Page:
────────────────────
Some of Harvard's land holdings in Allston.
Some of Harvard's land holdings in Allston. By Kathryn S. Kuhar
By Truelian Lee and Jacqueline P. Patel, Crimson Staff Writers

More than 100 Allston and Brighton homeowners and renters joined a grassroots coalition over the past week to encourage Harvard and other local institutions to increase their commitment to affordable housing, green spaces, and public transportation in the area.

Allstonian Kevin M. Carragee, one of the 11 founding members, sent an email two weeks ago announcing the formation of the Brighton Allston Community Coalition to an online Allston-Brighton forum last week. In the email, Carragee urged residents interested in joining to contact the group.

The creation of BACC comes amid recent tensions in the Allston and Brighton area over the housing market, green space, and public transit. In past months, Allston and Brighton residents protested anticipated traffic congestion issues due to construction delays on West Station. Local businesses and residents have also filed public comment letters in response to Harvard’s plans for Allston, commenting on the lack of designated green space and asking for a new housing plan that ensures “economic, racial, and family structure diversity.”

In a March letter responding to these concerns, University officials wrote that current plans for residential spaces will evolve as Harvard works with future development partners.

Part of BACC’s mission statement, according to Carragee’s email, is to ask Harvard and other local universities like Boston University and Boston College to make a “binding” commitment to housing its students on campus.

University spokesperson Brigid O’Rourke wrote in an emailed statement Sunday that Harvard houses nearly all undergraduates on its campus—and that Harvard has the capacity to house nearly half of its graduate students.

“The University also supports a wide range of programs and initiatives actively working to increase and create more diverse and affordable housing options across both Boston and Cambridge,” O’Rourke wrote.

In an interview, Carragee said he gives credit to Harvard for housing its undergraduates on campus. Roughly 97 percent of undergraduates choose to live in the College’s on-campus housing. Carragee noted, however, that Harvard does not have similar policies for its graduate students, some of which live in Allston-Brighton.

“Harvard could make a contribution, an important contribution, by housing some of their graduate students,” Carragee said. “Universities can help remedy the housing crisis—they can’t solve it on their own, I recognize that—but they can relieve the housing crisis.”

Carragee compared Harvard with other local universities that do not house all of their undergraduates on campus. He said undergraduates from those universities live in “a sizeable number” of residential housing units.

“That is an ill use of residential housing stock, driving up rent and driving up home prices,” Carragee said. “Landlords can charge four undergraduates very high rents and rents that are far higher than a family can afford.”

Local residents, like Eva Webster, wrote in email responses to the announcement that they were “in a celebratory mood.”

“I believe that in view of what is happening on the development front, and our elected officials’ apparent inability to slow things down or reduce the excessive scale of certain projects, Allston-Brighton needs as much strong civic engagement as we can possibly muster,” Webster wrote.

Brighton resident Margarita Montero also praised the formation of the coalition, writing that locals “have more political power if we worked together.”

Carragee said the group also aims to “bridge differences” between older residents and younger residents, as well as residents of different racial and ethnic communities.

“We aim to build a coalition—we intentionally use that word in our name,” Carragee said. “The Allston-Brighton community is diverse, and the coalition should reflect that diversity.”

Harvard a few years ago designated $3 million of its community benefits package to support the All Bright Homeownership Program an initiative to buy up homes in the area and resell them to homeowners with an owner-occupancy deed restriction, which stipulates the buyer must live on the property.
────────────────────
Material provided:

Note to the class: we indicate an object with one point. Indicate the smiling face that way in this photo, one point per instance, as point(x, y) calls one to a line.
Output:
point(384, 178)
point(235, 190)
────────────────────
Short problem 1:
Set down the stretch of the article on the Allston-Brighton coalition from "Allstonian Kevin M." through "contact the group.", word for word.
Short problem 2:
Condense the paragraph of the Allston-Brighton coalition article beginning "The creation of BACC comes amid" into a brief bulleted list that keeps its main facts.

Answer 1:
Allstonian Kevin M. Carragee, one of the 11 founding members, sent an email two weeks ago announcing the formation of the Brighton Allston Community Coalition to an online Allston-Brighton forum last week. In the email, Carragee urged residents interested in joining to contact the group.

Answer 2:
- BACC was formed amid recent tensions in Allston and Brighton over the housing market, green space, and public transit.
- In past months, residents protested traffic congestion they expected from construction delays on West Station.
- Local businesses and residents filed public comment letters on Harvard's plans for Allston.
- The letters noted the lack of designated green space and asked for a new housing plan ensuring "economic, racial, and family structure diversity."